WHAT YOU HAVE TO DO – In the listing below, copy every line verbatim, from the line with "Please spot the stainless steel sink" up to and including the line with "point(265, 548)".
----------------------------------------
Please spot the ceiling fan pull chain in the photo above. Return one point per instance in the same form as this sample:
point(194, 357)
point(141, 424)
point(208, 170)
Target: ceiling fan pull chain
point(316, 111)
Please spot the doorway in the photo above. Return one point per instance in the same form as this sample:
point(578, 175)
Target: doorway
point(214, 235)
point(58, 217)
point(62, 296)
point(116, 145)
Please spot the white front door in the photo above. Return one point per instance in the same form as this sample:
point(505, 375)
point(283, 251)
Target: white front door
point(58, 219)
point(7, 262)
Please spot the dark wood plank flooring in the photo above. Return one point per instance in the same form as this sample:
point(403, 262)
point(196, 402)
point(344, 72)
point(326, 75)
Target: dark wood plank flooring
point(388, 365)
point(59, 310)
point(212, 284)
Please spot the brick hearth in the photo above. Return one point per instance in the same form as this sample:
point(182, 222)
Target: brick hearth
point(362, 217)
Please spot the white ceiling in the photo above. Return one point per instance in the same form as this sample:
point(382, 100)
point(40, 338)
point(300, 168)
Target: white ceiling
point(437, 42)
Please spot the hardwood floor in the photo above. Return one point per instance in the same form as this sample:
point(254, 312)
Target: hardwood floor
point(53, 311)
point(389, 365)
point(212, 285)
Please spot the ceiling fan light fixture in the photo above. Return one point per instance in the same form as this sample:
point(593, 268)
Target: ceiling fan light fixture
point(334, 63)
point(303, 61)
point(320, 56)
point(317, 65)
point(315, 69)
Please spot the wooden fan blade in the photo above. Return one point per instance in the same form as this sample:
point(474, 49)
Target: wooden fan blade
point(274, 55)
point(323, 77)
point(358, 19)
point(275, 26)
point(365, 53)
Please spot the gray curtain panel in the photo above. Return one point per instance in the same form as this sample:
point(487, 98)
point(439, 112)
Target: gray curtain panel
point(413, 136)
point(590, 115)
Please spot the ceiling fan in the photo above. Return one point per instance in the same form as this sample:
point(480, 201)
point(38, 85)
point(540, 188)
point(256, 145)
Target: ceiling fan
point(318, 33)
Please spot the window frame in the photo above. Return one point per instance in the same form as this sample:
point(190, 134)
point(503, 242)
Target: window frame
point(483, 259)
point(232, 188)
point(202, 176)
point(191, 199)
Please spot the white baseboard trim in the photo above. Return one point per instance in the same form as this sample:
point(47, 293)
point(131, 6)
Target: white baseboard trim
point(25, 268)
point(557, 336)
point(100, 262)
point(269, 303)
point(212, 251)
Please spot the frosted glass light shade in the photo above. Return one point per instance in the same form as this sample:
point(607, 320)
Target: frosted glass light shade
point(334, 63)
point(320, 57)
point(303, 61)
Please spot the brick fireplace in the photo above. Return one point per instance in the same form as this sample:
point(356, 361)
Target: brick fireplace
----------------------------------------
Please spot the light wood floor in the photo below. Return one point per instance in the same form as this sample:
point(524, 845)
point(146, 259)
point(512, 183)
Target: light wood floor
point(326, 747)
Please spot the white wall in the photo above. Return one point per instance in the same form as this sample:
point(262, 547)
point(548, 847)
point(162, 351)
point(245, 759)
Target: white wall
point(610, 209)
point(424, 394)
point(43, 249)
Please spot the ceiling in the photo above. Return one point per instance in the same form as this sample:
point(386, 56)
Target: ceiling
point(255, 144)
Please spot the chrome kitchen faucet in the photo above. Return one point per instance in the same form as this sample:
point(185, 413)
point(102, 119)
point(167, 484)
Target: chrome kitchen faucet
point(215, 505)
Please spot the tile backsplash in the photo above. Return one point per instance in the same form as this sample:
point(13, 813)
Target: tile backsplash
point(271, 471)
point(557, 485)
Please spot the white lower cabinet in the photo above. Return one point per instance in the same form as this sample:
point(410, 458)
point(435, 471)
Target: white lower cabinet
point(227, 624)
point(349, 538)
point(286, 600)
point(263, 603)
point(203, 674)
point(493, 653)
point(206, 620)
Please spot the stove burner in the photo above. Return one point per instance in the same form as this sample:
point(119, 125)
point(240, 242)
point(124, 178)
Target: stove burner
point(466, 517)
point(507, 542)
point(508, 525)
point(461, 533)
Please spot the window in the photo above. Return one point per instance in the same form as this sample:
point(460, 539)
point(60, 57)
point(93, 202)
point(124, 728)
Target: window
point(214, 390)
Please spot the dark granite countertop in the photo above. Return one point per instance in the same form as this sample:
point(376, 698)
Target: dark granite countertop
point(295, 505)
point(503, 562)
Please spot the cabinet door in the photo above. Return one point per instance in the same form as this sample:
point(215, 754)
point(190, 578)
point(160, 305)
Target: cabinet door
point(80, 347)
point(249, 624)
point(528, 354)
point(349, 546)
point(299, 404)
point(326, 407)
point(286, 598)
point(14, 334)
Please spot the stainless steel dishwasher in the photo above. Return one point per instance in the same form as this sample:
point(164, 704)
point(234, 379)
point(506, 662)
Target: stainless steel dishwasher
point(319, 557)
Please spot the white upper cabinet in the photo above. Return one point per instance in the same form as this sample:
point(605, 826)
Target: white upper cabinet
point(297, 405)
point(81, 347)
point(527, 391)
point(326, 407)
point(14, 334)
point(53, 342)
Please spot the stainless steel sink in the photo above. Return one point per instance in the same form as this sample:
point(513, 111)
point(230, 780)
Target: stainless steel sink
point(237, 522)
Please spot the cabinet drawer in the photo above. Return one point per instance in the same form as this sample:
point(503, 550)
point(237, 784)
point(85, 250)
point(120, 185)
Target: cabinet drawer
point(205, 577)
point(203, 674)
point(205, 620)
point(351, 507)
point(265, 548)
----------------------------------------
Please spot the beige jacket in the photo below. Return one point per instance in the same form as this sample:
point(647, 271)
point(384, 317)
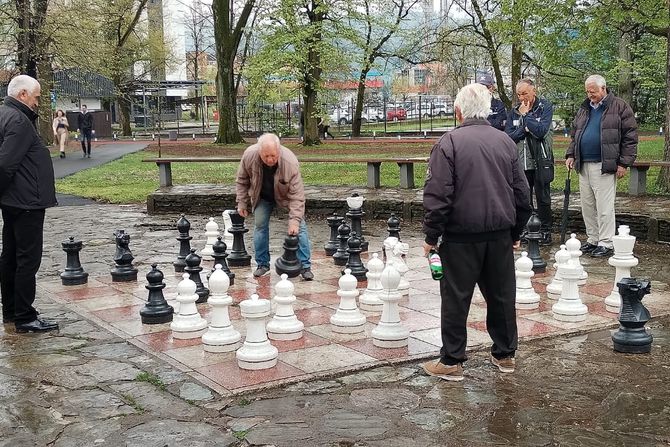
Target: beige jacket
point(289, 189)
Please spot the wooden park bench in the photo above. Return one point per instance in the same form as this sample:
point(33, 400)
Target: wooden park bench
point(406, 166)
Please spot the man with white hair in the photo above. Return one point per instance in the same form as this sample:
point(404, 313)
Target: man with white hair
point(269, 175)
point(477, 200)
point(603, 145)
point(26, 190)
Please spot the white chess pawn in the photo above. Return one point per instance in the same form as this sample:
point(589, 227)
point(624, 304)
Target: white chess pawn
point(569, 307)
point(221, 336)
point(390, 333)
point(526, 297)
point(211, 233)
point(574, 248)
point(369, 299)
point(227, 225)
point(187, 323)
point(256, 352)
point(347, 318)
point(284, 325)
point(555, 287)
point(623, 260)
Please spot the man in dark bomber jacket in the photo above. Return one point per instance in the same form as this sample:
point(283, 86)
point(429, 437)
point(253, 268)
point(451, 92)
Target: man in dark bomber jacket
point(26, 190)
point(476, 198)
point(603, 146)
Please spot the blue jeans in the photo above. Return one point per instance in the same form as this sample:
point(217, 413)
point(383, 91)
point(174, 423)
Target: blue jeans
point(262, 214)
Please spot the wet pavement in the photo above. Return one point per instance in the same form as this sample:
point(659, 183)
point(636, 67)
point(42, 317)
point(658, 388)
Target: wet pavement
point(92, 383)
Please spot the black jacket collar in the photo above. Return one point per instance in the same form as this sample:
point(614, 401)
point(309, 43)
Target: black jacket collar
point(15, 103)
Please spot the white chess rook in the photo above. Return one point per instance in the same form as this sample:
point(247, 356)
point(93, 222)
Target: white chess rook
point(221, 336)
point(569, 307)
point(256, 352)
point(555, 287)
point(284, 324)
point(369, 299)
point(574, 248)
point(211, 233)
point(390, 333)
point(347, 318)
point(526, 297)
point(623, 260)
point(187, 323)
----------------------------------------
CORRECT ANSWER –
Please spot the stainless steel sink in the photo above. Return one point per instance in the same form as this sample:
point(513, 111)
point(230, 780)
Target: stainless steel sink
point(237, 522)
Please spot the cabinet drawer in the photo above. Return one point per instance in the same form as this sample:
point(503, 550)
point(237, 784)
point(85, 250)
point(120, 185)
Target: cabinet drawer
point(205, 577)
point(203, 674)
point(205, 620)
point(351, 507)
point(265, 548)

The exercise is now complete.